Dataset rows showing where objects appear
####################

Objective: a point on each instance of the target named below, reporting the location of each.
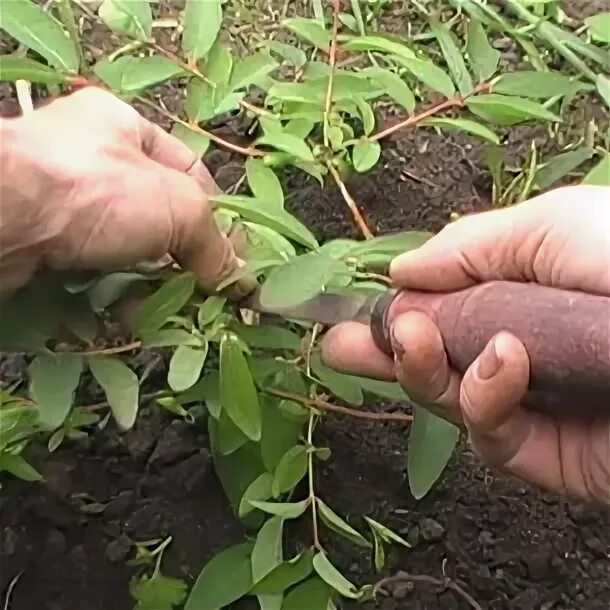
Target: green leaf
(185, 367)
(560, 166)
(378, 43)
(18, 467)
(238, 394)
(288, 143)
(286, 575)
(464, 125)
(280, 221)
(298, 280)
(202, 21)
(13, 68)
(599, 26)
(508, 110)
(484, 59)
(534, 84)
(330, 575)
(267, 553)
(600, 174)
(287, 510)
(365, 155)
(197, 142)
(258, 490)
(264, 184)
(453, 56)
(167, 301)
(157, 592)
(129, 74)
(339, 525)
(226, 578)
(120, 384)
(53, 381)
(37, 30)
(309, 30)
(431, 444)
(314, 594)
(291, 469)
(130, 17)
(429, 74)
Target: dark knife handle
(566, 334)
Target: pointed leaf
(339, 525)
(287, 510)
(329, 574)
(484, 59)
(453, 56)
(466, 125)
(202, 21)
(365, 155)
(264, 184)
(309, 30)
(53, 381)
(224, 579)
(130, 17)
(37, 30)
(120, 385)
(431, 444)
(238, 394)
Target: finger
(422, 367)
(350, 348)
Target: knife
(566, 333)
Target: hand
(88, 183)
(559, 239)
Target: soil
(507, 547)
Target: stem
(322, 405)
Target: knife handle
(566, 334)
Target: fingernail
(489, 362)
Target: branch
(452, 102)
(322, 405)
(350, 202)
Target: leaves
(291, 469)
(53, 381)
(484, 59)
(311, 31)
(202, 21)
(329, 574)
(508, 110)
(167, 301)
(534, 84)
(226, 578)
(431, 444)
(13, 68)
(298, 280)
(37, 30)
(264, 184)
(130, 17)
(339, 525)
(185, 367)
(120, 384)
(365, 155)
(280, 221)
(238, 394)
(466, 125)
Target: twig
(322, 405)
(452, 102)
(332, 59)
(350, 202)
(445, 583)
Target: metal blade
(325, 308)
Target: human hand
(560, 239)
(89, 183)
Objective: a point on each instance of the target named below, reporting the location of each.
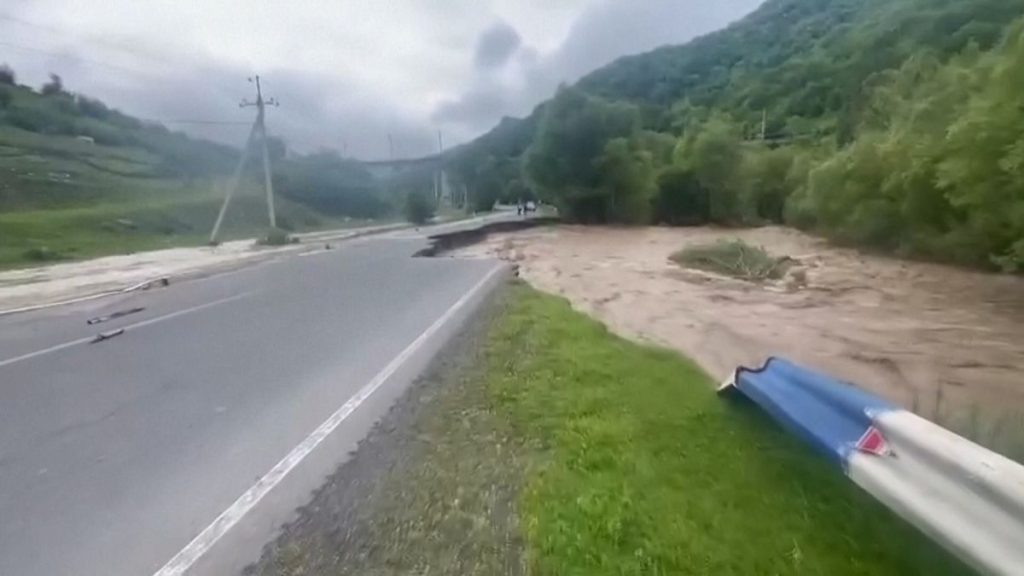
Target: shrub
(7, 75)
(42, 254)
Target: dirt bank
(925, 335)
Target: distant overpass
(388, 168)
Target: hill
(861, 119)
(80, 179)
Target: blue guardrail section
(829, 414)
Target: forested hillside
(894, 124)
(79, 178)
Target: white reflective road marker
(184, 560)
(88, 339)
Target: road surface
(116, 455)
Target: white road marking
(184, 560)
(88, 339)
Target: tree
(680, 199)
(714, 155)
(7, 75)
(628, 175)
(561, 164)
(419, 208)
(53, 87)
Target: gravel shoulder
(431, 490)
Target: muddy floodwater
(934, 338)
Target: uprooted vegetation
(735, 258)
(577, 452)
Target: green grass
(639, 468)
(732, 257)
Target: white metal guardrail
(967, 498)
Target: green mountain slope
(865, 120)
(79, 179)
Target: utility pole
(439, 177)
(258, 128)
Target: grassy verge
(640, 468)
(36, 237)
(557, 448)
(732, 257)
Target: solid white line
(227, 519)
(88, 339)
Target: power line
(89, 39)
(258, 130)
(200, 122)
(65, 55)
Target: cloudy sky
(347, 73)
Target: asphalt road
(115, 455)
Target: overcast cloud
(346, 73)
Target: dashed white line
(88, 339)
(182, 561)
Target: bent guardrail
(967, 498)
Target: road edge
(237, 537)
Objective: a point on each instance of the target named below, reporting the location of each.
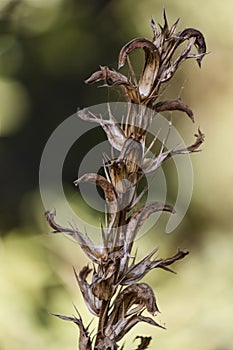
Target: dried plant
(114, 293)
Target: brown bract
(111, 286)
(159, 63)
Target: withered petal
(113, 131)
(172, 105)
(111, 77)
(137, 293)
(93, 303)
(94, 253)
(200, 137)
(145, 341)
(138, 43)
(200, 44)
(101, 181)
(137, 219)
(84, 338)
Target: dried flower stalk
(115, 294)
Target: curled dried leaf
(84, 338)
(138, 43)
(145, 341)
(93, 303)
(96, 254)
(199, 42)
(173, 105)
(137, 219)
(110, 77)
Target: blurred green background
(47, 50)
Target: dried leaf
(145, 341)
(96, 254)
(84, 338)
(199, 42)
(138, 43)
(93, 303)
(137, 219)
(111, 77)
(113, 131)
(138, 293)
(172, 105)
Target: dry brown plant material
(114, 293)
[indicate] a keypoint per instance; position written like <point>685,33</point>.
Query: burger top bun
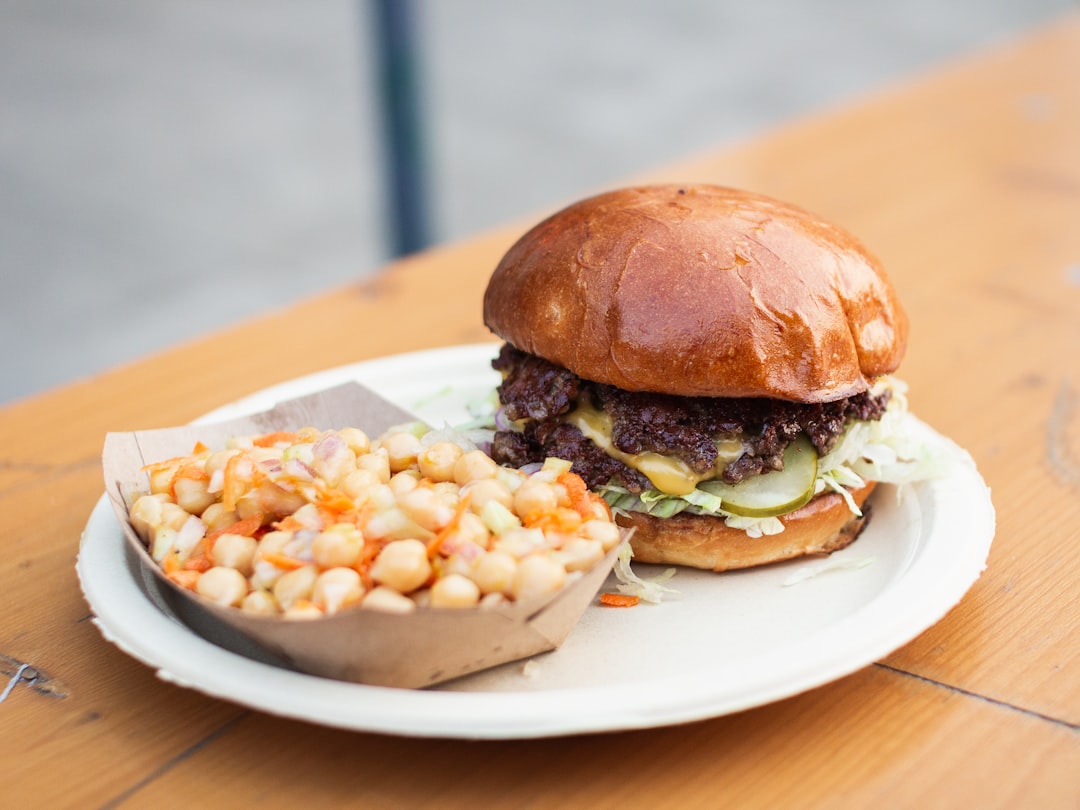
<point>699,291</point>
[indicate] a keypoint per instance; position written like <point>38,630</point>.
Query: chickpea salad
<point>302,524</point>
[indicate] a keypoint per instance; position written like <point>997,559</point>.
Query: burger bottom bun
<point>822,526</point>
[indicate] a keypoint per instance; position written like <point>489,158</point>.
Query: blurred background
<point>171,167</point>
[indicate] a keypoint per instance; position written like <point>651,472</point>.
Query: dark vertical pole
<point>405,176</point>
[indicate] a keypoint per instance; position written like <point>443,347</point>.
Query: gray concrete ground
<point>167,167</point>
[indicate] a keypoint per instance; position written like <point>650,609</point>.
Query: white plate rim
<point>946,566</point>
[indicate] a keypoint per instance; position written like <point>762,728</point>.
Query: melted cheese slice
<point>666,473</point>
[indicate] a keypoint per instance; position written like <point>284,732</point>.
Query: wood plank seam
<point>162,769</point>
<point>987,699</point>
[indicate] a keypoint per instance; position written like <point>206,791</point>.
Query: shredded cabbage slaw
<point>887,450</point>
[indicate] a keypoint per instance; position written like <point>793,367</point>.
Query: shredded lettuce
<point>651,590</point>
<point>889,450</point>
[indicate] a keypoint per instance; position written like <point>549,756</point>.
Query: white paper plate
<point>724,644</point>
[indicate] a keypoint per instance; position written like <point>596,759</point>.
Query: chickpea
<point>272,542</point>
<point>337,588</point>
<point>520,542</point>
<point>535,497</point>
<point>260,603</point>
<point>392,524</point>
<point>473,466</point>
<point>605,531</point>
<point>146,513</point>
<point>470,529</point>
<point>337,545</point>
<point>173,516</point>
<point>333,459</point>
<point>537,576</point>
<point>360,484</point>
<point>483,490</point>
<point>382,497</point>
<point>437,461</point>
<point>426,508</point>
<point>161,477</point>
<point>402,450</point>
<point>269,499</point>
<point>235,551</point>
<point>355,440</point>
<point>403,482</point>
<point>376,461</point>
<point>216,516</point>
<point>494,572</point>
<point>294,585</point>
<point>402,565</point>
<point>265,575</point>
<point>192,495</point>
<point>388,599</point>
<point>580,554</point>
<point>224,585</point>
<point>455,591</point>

####################

## What you need to do
Please repeat every one of the records above word for word, leaving the pictures out of your answer.

## Exercise response
Objective: a point on each instance of the target named below, reporting the location of each.
Target: green leaf
(185, 367)
(560, 166)
(378, 43)
(18, 467)
(238, 394)
(288, 143)
(286, 575)
(464, 125)
(280, 221)
(298, 280)
(202, 21)
(13, 68)
(599, 26)
(508, 110)
(484, 59)
(534, 84)
(330, 575)
(267, 553)
(600, 174)
(287, 510)
(365, 155)
(197, 142)
(258, 490)
(264, 184)
(453, 56)
(167, 301)
(157, 592)
(129, 74)
(339, 525)
(226, 578)
(120, 384)
(53, 381)
(37, 30)
(309, 30)
(431, 444)
(314, 594)
(291, 469)
(130, 17)
(429, 74)
Target: dark knife handle
(566, 334)
Target: pointed leaf
(339, 525)
(287, 510)
(329, 574)
(484, 59)
(453, 56)
(466, 125)
(202, 21)
(365, 155)
(264, 184)
(309, 30)
(53, 381)
(224, 579)
(130, 17)
(37, 30)
(120, 385)
(431, 444)
(238, 394)
Target: finger
(422, 367)
(350, 348)
Target: knife
(566, 333)
Target: hand
(88, 183)
(559, 239)
Target: soil
(507, 547)
Target: stem
(322, 405)
Target: knife handle
(566, 334)
Target: fingernail
(489, 362)
Target: branch
(452, 102)
(322, 405)
(350, 202)
Target: leaves
(291, 469)
(53, 381)
(484, 59)
(311, 31)
(202, 21)
(329, 574)
(508, 110)
(167, 301)
(534, 84)
(226, 578)
(431, 444)
(13, 68)
(298, 280)
(37, 30)
(264, 184)
(130, 17)
(339, 525)
(185, 367)
(120, 384)
(365, 155)
(280, 221)
(238, 394)
(466, 125)
Target: twig
(322, 405)
(452, 102)
(332, 59)
(350, 202)
(445, 583)
Target: metal blade
(325, 308)
Target: human hand
(560, 239)
(89, 183)
Objective: a point on each instance of the target named below, reporting the location of each.
Target: shrub
(7, 75)
(42, 254)
Target: dirt bank
(925, 335)
Target: distant overpass
(388, 168)
Target: hill
(861, 119)
(80, 179)
Target: blue guardrail section
(829, 414)
Target: forested hillside
(894, 124)
(79, 178)
Target: white reflective road marker
(184, 560)
(88, 339)
Target: road surface
(116, 455)
Target: white road marking
(184, 560)
(88, 339)
Target: tree
(680, 199)
(714, 155)
(7, 75)
(628, 175)
(561, 164)
(419, 208)
(53, 87)
Target: gravel shoulder
(431, 490)
Target: muddy floodwater
(934, 338)
Target: uprooted vegetation
(735, 258)
(577, 452)
Target: green grass
(639, 468)
(732, 257)
Target: white metal guardrail
(967, 498)
Target: green mountain slope
(865, 120)
(79, 179)
Target: utility pole
(439, 177)
(258, 128)
Target: grassy verge
(640, 468)
(36, 237)
(557, 448)
(732, 257)
Target: solid white line
(227, 519)
(88, 339)
Target: power line
(89, 39)
(258, 130)
(200, 122)
(65, 55)
Target: cloudy sky
(347, 73)
Target: asphalt road
(115, 455)
Target: overcast cloud
(346, 73)
Target: dashed white line
(88, 339)
(182, 561)
Target: bent guardrail
(967, 498)
Target: road edge
(237, 537)
Objective: a point on each instance of the target named below, reporting the location of each.
Target: dried plant
(114, 293)
Target: brown bract
(111, 286)
(159, 63)
Target: withered petal
(113, 131)
(172, 105)
(111, 77)
(137, 293)
(93, 303)
(94, 253)
(200, 137)
(145, 341)
(138, 43)
(200, 44)
(101, 181)
(137, 219)
(84, 338)
Target: dried flower stalk
(115, 294)
Target: curled dried leaf
(84, 338)
(138, 43)
(145, 341)
(93, 303)
(96, 254)
(199, 42)
(173, 105)
(137, 219)
(110, 77)
Target: blurred green background
(47, 50)
Target: dried leaf
(145, 341)
(96, 254)
(84, 338)
(199, 42)
(138, 43)
(93, 303)
(137, 219)
(111, 77)
(113, 131)
(138, 293)
(172, 105)
Target: dry brown plant material
(114, 293)
[indicate] a keypoint per instance; position written like <point>685,33</point>.
Query: burger top bun
<point>699,291</point>
[indicate] a keypoint per instance; position written like <point>38,630</point>.
Query: chickpea salad
<point>302,524</point>
[indicate] a keypoint per instance; position written like <point>997,559</point>.
Query: burger bottom bun
<point>822,526</point>
[indicate] a keypoint per instance; position written like <point>489,158</point>.
Query: blurred background
<point>171,167</point>
[indicate] a keypoint per instance; position written like <point>651,472</point>.
Query: dark vertical pole
<point>405,176</point>
[indicate] a keypoint per instance; position written like <point>443,347</point>.
Query: gray concrete ground
<point>167,167</point>
[indicate] a keypoint per instance; position written like <point>650,609</point>.
Query: white plate rim
<point>946,566</point>
[indicate] a keypoint per instance; position written like <point>762,728</point>.
Query: melted cheese slice
<point>666,473</point>
[indicate] a keypoint per instance; position written like <point>284,732</point>.
Query: wood plank seam
<point>162,769</point>
<point>987,699</point>
[indicate] a keypoint per instance; position written like <point>206,791</point>.
Query: shredded cabbage slaw
<point>887,450</point>
[indicate] a keypoint per instance; position written like <point>793,367</point>.
Query: shredded lettuce
<point>651,590</point>
<point>889,450</point>
[indicate] a keypoint per instance; position written like <point>549,756</point>.
Query: white paper plate
<point>724,644</point>
[indicate] a keypoint per instance; position written like <point>596,759</point>.
Query: chickpea
<point>272,542</point>
<point>337,588</point>
<point>520,542</point>
<point>535,497</point>
<point>260,603</point>
<point>392,524</point>
<point>473,466</point>
<point>605,531</point>
<point>146,513</point>
<point>470,529</point>
<point>337,545</point>
<point>173,516</point>
<point>333,459</point>
<point>537,576</point>
<point>360,484</point>
<point>483,490</point>
<point>382,497</point>
<point>437,461</point>
<point>426,508</point>
<point>161,477</point>
<point>402,450</point>
<point>269,499</point>
<point>235,551</point>
<point>355,440</point>
<point>403,482</point>
<point>376,461</point>
<point>216,516</point>
<point>494,572</point>
<point>294,585</point>
<point>402,565</point>
<point>265,575</point>
<point>192,495</point>
<point>388,599</point>
<point>580,554</point>
<point>224,585</point>
<point>455,591</point>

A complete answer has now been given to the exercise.